▶ [Record extracts]:

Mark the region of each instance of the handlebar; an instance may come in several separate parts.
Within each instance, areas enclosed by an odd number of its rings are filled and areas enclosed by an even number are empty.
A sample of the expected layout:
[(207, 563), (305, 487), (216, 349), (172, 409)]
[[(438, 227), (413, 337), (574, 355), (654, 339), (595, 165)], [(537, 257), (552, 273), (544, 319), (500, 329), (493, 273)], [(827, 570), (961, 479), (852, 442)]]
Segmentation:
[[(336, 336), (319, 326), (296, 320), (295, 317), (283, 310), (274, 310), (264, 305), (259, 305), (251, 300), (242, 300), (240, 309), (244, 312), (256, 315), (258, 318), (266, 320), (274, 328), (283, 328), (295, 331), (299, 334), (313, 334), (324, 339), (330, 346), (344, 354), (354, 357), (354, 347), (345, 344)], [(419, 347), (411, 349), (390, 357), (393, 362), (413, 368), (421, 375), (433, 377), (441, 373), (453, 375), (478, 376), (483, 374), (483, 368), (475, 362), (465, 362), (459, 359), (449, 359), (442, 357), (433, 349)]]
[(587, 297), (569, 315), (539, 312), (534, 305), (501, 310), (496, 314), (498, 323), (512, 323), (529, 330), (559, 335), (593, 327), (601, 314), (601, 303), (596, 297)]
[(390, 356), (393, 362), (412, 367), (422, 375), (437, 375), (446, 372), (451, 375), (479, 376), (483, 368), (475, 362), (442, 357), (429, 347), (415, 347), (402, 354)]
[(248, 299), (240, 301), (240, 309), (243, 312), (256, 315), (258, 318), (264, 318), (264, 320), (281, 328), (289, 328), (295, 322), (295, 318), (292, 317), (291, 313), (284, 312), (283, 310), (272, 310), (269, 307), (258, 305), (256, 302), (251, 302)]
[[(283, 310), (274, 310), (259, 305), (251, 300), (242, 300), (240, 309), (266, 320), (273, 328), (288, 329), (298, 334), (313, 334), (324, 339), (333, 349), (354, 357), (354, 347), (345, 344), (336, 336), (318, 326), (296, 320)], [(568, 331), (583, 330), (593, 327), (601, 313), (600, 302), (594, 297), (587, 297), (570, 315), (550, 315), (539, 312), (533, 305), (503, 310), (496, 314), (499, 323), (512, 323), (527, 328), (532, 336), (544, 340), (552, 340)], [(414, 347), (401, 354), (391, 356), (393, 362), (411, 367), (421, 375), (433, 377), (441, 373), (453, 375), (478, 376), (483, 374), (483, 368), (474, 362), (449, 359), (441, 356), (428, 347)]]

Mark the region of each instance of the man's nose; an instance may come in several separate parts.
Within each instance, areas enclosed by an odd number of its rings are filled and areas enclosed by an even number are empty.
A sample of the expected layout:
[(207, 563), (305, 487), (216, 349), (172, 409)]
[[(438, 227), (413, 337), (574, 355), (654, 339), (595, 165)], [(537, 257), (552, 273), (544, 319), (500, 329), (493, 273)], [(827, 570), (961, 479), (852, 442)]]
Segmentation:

▶ [What to produce]: Word for word, restate all of the entries.

▶ [Exercise answer]:
Mark the region of each instance of the handlebar; an instance may come in several separate parts.
Within each instance, areas enclosed by an odd number of its rings are filled and areas enclosed by an even number are empty.
A sample of the expected layout:
[(207, 563), (305, 487), (216, 349), (172, 409)]
[[(438, 227), (413, 337), (574, 355), (654, 339), (595, 165)], [(537, 257), (552, 273), (544, 319), (500, 329), (493, 273)], [(827, 570), (961, 479), (852, 442)]]
Segmentation:
[[(336, 336), (319, 326), (296, 320), (295, 317), (283, 310), (274, 310), (264, 305), (259, 305), (251, 300), (242, 300), (240, 309), (244, 312), (256, 315), (258, 318), (266, 320), (274, 328), (283, 328), (295, 331), (299, 334), (313, 334), (324, 339), (330, 346), (344, 354), (354, 357), (354, 347), (345, 344)], [(419, 347), (411, 349), (390, 357), (393, 362), (413, 368), (421, 375), (433, 377), (441, 373), (453, 375), (478, 376), (483, 374), (483, 368), (475, 362), (465, 362), (459, 359), (449, 359), (442, 357), (433, 349)]]
[(587, 297), (569, 315), (539, 312), (534, 305), (501, 310), (496, 314), (498, 323), (512, 323), (529, 330), (559, 335), (593, 327), (601, 314), (601, 303), (596, 297)]
[(390, 356), (393, 362), (412, 367), (422, 375), (437, 375), (446, 372), (451, 375), (479, 376), (483, 368), (475, 362), (442, 357), (429, 347), (415, 347), (402, 354)]
[(248, 299), (240, 301), (240, 309), (243, 312), (256, 315), (258, 318), (264, 318), (264, 320), (281, 328), (289, 328), (295, 322), (295, 318), (292, 317), (291, 313), (284, 312), (283, 310), (272, 310), (269, 307), (258, 305), (256, 302), (251, 302)]
[[(283, 310), (274, 310), (259, 305), (251, 300), (242, 300), (240, 309), (266, 320), (273, 328), (288, 329), (298, 334), (313, 334), (324, 339), (333, 349), (354, 357), (354, 347), (345, 344), (336, 336), (318, 326), (296, 320)], [(568, 331), (583, 330), (593, 327), (601, 313), (600, 302), (594, 297), (587, 297), (570, 315), (550, 315), (539, 312), (533, 305), (503, 310), (496, 314), (499, 323), (512, 323), (527, 328), (532, 336), (544, 340), (552, 340)], [(414, 347), (401, 354), (391, 356), (393, 362), (411, 367), (421, 375), (433, 377), (441, 373), (453, 375), (478, 376), (483, 374), (483, 368), (474, 362), (449, 359), (441, 356), (428, 347)]]

Mark the region of each instance of the man's nose; an instance may come in several separate parts.
Within each instance, areas enclosed by an odd number of its rings are filled and areas enclosed by an even number are empty.
A sample of the expected layout:
[(207, 563), (305, 487), (216, 349), (172, 409)]
[[(438, 227), (413, 337), (574, 355), (654, 339), (595, 165)], [(537, 257), (552, 273), (544, 319), (500, 329), (493, 273)], [(827, 570), (961, 479), (852, 442)]]
Segmentation:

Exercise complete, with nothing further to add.